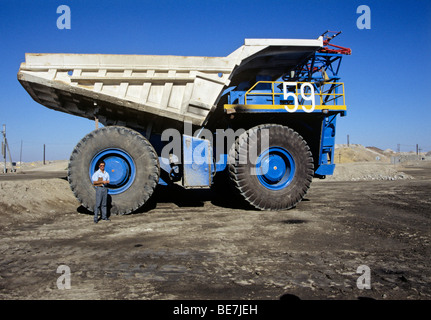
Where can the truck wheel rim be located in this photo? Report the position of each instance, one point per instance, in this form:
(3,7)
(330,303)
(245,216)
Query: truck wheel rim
(275,168)
(120,166)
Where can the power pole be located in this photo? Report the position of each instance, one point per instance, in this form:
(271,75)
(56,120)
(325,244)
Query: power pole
(5,146)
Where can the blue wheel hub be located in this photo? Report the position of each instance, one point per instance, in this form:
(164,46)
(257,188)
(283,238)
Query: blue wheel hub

* * *

From the line holding "Query: power pole" down to the last line of the records above, restate each line exactly as written.

Query: power pole
(5,146)
Where can the blue wheel hub be located in this photo? Report the position of each instance, one point per instance, in this form:
(164,46)
(257,188)
(283,238)
Query: blue wheel hub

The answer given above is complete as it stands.